▸ The task
Output only the lines below that start at the line containing "For every instance of the wooden" and end at the line containing "For every instance of the window trim", with both ends kept.

[[ Data for the task, beginning ]]

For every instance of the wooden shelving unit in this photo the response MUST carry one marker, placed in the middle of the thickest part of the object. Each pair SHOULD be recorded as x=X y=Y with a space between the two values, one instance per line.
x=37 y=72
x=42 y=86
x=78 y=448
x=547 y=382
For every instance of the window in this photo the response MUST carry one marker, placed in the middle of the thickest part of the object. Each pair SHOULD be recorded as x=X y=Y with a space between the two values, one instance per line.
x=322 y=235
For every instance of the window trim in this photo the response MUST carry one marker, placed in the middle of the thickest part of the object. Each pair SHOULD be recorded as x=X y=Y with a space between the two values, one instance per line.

[[ Data for the task, end ]]
[[ Data for the task, beginning ]]

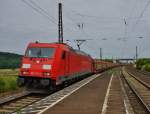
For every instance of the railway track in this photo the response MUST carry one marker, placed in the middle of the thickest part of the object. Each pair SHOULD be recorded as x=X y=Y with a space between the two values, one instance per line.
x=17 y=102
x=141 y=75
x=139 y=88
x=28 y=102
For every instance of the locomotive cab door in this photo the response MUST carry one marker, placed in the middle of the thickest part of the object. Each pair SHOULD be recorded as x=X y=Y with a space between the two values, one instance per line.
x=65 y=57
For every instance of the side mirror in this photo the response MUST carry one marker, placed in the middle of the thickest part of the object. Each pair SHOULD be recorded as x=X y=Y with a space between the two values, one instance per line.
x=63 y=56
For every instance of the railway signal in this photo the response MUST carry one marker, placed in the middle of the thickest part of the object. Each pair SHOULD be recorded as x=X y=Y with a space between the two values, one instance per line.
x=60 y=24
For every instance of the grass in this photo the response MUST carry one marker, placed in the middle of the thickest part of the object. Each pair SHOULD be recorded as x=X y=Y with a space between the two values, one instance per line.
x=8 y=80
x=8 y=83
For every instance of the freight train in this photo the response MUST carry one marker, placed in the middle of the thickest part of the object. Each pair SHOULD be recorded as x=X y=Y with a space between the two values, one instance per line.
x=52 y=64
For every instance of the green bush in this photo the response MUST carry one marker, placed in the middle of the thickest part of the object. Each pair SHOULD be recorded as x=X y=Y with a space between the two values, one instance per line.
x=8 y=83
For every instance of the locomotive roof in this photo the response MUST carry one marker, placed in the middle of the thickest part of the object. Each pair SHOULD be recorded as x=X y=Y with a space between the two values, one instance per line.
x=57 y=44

[[ Data for the task, end ]]

▸ Your solution
For every instance of the wooden shelving unit in this photo the response MUST carry one marker, placed in the middle of the thickest part of the object. Each pair SHOULD be recorded as x=X y=Y with a space between the two values, one instance per line.
x=37 y=72
x=42 y=86
x=78 y=448
x=547 y=382
For every instance of the window in this photo the response MUST carry one marker, placed in the middle of the thickest part of the object. Each pair SHOULD be recorded as x=X y=Y with a space between the two values, one instance per line.
x=322 y=235
For every instance of the window trim in this photo the response MUST carry one marker, placed in the middle of the thickest part of the object. Each pair SHOULD be recorded as x=X y=Y with a space between the two values, one instance per line.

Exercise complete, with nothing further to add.